| JOB |
Can you transcribe every one of the rows below word for word?

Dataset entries
-- Begin --

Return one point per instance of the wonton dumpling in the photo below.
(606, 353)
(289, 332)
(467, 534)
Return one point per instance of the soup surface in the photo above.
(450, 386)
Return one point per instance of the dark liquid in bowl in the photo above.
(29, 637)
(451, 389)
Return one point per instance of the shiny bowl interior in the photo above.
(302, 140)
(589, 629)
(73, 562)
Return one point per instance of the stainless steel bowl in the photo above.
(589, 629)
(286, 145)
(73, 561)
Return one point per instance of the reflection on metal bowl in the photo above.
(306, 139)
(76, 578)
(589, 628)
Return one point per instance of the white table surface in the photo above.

-- End --

| EXERCISE SOLUTION |
Return one point per instance of the wonton dumpling in the photo below.
(606, 353)
(289, 332)
(467, 534)
Return one point per instance of the soup surface in the photo above.
(450, 386)
Return one point per instance of the dark liquid in bowl in the photo above.
(29, 637)
(451, 389)
Return one point per instance of the shiny bowl interior in the photo above.
(302, 140)
(589, 629)
(73, 562)
Return one point per instance of the stainless steel bowl in the photo above.
(589, 629)
(286, 145)
(73, 561)
Return one point per instance of the reflection on metal bowl in the photo above.
(306, 139)
(76, 578)
(589, 628)
Return one point per instance of the white table surface in the photo above.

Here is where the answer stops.